**Exercise prompt**
Answer these questions from the abstract below on technology-based collaborative learning:
1. How many EFL students did the researchers invite to take part?
2. Which method was used to examine relationships among variables?
3. Which software, and which versions, were used to analyze the data?

**Reading passage**
Technology-based collaborative learning: EFL learners’ social regulation and modifications in their academic emotions and academic performance
This study explores the relationship between technology-based collaborative learning and learners’ social regulation, academic emotions, and academic presentation. The researchers invited 695 English as a Foreign Language (EFL) students of different ages and learning backgrounds to participate in the research by questionnaire. The validated questionnaires were employed to collect the data. Structural Equation Modeling (SEM) was utilized to examine relationships among variables, while regression analysis assessed the impact of emotional engagement. Multiple regression was used to explore combined emotional effects, and correlation analysis gauged individual emotions’ association with performance. The researchers used SPSS (version 27) and AMOS (version 24) software to analyze the data. A synthesis of the research findings elucidated how collaborative efforts facilitated by technology foster a dynamic process of regulating learning, contributing to both individual and collective academic achievement. Furthermore, the intricate relationship between collaborative learning technologies and individual characteristics such as prior knowledge and intrinsic motivation is discussed, emphasizing the multifaceted nature of educational outcomes. Lastly, after a comparison with other similar studies, this study’s results highlight the significance of considering technology-mediated collaborative learning environments in enhancing EFL students’ academic emotions, experiences, and outcomes. The study concludes with some pedagogical implications and suggestions for teachers, practitioners, researchers, and learners.

(Point localization data)
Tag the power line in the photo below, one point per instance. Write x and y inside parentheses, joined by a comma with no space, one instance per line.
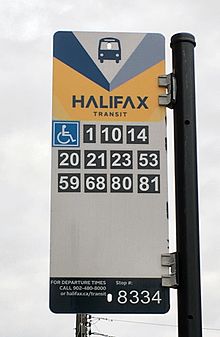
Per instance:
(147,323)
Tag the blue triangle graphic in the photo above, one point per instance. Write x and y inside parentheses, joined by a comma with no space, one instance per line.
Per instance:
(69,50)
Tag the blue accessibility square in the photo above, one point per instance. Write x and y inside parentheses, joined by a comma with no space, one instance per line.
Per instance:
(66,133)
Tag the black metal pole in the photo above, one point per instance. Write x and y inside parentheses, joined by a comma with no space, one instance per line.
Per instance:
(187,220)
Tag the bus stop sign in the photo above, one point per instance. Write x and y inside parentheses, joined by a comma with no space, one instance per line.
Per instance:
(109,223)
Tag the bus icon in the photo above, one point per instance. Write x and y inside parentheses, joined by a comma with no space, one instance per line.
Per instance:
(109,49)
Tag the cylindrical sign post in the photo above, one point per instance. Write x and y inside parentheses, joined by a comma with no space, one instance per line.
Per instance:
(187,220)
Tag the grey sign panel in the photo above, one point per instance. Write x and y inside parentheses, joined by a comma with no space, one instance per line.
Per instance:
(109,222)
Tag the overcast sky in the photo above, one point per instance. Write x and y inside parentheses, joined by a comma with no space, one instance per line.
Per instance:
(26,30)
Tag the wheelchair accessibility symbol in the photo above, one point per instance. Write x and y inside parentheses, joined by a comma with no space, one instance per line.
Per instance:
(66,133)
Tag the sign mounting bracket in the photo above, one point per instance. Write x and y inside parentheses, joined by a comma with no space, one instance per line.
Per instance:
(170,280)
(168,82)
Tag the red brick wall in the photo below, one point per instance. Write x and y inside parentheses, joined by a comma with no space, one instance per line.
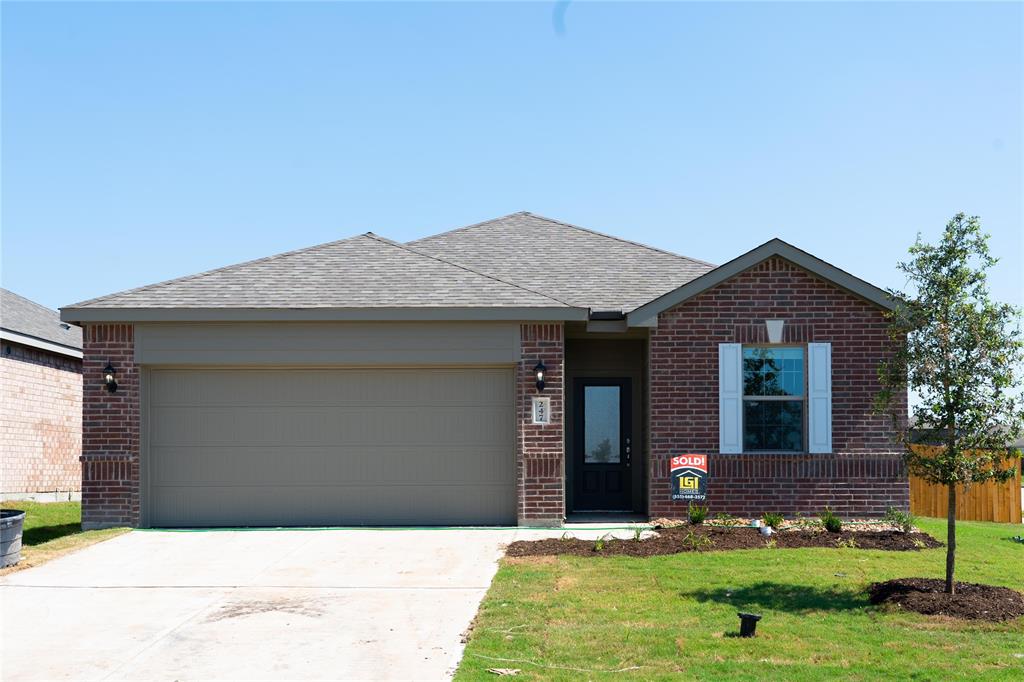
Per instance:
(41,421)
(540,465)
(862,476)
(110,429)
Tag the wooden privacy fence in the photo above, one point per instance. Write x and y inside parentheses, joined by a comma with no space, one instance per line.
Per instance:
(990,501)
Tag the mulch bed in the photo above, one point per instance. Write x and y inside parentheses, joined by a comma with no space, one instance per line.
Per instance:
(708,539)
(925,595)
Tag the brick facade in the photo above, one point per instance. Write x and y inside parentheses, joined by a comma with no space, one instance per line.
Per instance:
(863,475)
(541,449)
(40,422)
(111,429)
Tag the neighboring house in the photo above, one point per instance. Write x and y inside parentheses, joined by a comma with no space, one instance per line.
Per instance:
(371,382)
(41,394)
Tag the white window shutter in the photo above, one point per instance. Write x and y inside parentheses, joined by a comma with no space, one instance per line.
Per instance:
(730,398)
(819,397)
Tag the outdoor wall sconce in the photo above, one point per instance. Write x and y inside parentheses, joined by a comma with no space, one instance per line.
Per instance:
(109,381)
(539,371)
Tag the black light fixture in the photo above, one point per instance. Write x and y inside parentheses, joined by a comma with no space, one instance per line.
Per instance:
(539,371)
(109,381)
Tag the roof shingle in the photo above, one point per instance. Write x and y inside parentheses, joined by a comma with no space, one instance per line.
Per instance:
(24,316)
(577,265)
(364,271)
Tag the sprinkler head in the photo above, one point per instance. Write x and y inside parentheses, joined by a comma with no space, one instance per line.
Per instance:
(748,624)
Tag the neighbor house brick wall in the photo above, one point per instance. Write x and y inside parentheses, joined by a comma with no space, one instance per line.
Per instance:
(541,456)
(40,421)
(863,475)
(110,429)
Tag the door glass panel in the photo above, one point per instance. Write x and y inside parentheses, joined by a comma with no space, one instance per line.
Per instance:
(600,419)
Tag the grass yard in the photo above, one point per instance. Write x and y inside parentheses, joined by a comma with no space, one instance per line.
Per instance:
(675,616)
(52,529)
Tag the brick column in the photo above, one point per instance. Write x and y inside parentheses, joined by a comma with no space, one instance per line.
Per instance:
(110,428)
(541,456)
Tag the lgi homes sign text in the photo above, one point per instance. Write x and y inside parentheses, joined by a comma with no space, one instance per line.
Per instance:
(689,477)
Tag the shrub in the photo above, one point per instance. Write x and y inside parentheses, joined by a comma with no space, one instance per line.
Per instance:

**Exercise answer**
1. 695
2. Structural Equation Modeling (SEM)
3. SPSS (version 27) and AMOS (version 24)